» About this exercise: Below are entries to return in full. Keep each one exact.
------------------------------------------------------------------------
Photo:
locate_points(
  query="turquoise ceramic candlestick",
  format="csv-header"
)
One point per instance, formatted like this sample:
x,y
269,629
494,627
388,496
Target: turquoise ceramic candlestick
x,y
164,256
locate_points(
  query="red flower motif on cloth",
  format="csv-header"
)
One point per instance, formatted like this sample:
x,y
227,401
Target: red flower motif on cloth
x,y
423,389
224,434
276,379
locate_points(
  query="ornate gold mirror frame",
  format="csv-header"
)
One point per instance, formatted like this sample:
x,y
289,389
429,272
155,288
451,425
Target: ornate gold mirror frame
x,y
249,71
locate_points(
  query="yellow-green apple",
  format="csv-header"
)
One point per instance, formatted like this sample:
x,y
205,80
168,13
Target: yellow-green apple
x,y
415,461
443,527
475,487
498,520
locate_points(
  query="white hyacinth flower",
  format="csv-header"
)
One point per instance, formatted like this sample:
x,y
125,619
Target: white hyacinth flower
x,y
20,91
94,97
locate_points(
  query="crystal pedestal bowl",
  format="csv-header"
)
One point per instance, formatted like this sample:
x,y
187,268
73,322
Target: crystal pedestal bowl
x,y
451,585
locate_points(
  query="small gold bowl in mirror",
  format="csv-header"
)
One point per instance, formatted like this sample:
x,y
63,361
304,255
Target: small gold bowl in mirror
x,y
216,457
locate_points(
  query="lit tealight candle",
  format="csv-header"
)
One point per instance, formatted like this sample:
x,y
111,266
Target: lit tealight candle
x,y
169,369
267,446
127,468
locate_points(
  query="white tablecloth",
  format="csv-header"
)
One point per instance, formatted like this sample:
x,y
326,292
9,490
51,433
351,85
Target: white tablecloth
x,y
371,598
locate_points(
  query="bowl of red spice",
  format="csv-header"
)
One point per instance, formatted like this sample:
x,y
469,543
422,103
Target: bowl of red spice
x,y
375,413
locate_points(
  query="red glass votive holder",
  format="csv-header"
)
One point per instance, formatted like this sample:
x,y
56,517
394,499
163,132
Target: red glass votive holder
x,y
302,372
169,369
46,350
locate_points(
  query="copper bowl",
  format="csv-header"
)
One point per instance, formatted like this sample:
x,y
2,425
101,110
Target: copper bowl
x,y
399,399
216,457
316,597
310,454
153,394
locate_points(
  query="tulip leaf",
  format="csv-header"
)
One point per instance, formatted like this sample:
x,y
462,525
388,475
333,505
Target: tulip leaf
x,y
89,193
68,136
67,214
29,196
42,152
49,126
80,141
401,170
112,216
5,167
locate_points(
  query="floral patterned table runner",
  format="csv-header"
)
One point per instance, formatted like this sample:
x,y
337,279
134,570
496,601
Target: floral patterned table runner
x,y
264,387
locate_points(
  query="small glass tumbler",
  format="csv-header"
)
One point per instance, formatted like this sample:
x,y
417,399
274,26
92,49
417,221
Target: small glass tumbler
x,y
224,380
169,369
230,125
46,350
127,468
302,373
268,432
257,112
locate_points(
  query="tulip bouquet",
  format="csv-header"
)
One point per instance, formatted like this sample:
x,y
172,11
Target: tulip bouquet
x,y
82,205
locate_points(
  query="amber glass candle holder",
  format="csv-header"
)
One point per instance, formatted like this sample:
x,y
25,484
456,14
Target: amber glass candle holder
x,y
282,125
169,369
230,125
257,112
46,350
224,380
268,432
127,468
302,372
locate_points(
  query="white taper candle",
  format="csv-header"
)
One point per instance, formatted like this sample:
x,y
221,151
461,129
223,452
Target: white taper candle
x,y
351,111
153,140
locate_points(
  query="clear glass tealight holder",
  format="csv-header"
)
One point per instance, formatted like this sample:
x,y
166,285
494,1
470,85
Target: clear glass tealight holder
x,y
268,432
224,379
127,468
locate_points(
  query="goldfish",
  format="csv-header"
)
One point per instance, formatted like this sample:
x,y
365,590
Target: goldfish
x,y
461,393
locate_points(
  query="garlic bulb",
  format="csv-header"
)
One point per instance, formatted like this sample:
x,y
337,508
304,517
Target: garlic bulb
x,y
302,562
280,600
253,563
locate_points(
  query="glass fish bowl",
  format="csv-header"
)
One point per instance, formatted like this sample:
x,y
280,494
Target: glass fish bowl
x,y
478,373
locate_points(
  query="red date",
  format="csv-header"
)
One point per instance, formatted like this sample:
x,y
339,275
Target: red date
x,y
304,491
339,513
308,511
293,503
------------------------------------------------------------------------
» Answer to this task:
Photo:
locate_points(
  query="turquoise ceramic candlestick",
  format="csv-header"
)
One point per instance, formatted like this sample:
x,y
269,629
494,627
388,496
Target: turquoise ceramic candlestick
x,y
164,256
locate_points(
  query="red flower motif on cloth",
  format="csv-header"
)
One point per instance, formatted like this sample:
x,y
227,401
Target: red flower motif on cloth
x,y
423,389
224,434
276,379
locate_points(
  query="ornate gold mirror frame",
  format="csv-header"
)
One point per instance, formatted like this sample:
x,y
289,389
429,272
155,288
451,425
Target: ornate gold mirror frame
x,y
249,71
locate_points(
  query="yellow-green apple",
  format="csv-header"
)
One point per instance, formatted like this sample:
x,y
205,80
168,13
Target: yellow-green apple
x,y
415,461
443,527
475,487
498,520
locate_points(
  query="white hyacinth flower",
  format="csv-header"
)
One point per instance, formatted like this sample:
x,y
125,619
Target: white hyacinth flower
x,y
20,91
94,97
locate_points(
  query="crystal pedestal bowl",
  format="csv-header"
)
One point per instance, formatted like this sample:
x,y
187,268
73,322
Target: crystal pedestal bowl
x,y
451,585
locate_points(
  query="small gold bowl in mirror",
  format="csv-header"
)
One point per instance, formatted like this sample:
x,y
63,361
304,255
Target: small gold bowl in mirror
x,y
216,457
locate_points(
  query="lit tealight candle",
  format="csv-header"
)
One point per instance, formatted like this sample:
x,y
111,266
Target: lit tealight candle
x,y
169,369
267,446
127,468
locate_points(
  query="white tablecloth",
  format="csv-header"
)
One point per instance, formatted like this sample:
x,y
326,292
9,490
51,433
351,85
Target: white tablecloth
x,y
371,598
locate_points(
  query="bowl of red spice",
  format="csv-header"
)
One point per instance, formatted like this sample:
x,y
469,543
422,103
Target: bowl of red spice
x,y
375,413
locate_points(
  query="red glass votive holder",
  format="csv-header"
)
One point per instance, formatted like this sample:
x,y
56,517
394,499
163,132
Target: red glass votive holder
x,y
302,372
169,369
46,350
locate_points(
  query="copper bowl",
  format="csv-header"
)
One point per instance, formatted like this sample:
x,y
2,425
101,110
Target: copper bowl
x,y
399,399
216,457
316,597
310,454
153,394
locate_points(
  query="tulip leaf",
  format="csv-header"
)
One point per instance, formatted like this sample:
x,y
462,525
388,475
333,505
Target: tulip leaf
x,y
89,193
68,136
67,214
29,196
42,152
49,126
80,141
401,170
112,216
5,167
locate_points(
  query="floral patterned table runner",
  format="csv-header"
)
One point per instance, formatted like this sample:
x,y
337,279
134,570
496,601
Target: floral patterned table runner
x,y
264,387
locate_points(
  query="small glass tumbler",
  format="csv-header"
)
One point per instance, formatted like this sample:
x,y
417,399
274,26
92,49
417,221
Target: small glass tumbler
x,y
224,380
169,369
230,125
46,350
127,468
302,373
268,432
257,112
locate_points(
  query="tulip bouquet",
  format="csv-header"
)
One point per instance, formatted like this sample:
x,y
172,11
Target: tulip bouquet
x,y
82,205
locate_points(
  query="amber glass candle holder",
  format="csv-header"
)
One point per instance, formatted like this sample:
x,y
25,484
456,14
Target: amber glass candle holder
x,y
282,125
169,369
230,125
257,112
46,350
224,380
268,432
127,468
302,372
locate_points(
  query="white taper candle",
  format="csv-header"
)
One point per instance, formatted like this sample:
x,y
221,151
461,129
223,452
Target: white taper candle
x,y
351,111
153,140
locate_points(
  query="clear glass tealight holder",
  format="csv-header"
)
One point per instance, formatted like this sample:
x,y
166,285
494,1
470,85
Target: clear glass tealight holder
x,y
268,432
224,379
127,468
locate_points(
  query="goldfish",
  format="csv-header"
)
One point per instance, formatted like this sample:
x,y
365,590
Target: goldfish
x,y
461,393
locate_points(
  query="garlic bulb",
  format="csv-header"
)
One point per instance, formatted like this sample:
x,y
337,508
304,517
Target: garlic bulb
x,y
302,562
280,600
253,563
locate_points(
  query="glass fish bowl",
  format="csv-header"
)
One point per instance, formatted like this sample:
x,y
280,494
Target: glass fish bowl
x,y
478,373
locate_points(
  query="red date",
  format="csv-header"
)
One point per instance, formatted like this sample:
x,y
339,275
Target: red date
x,y
304,491
339,513
308,511
293,503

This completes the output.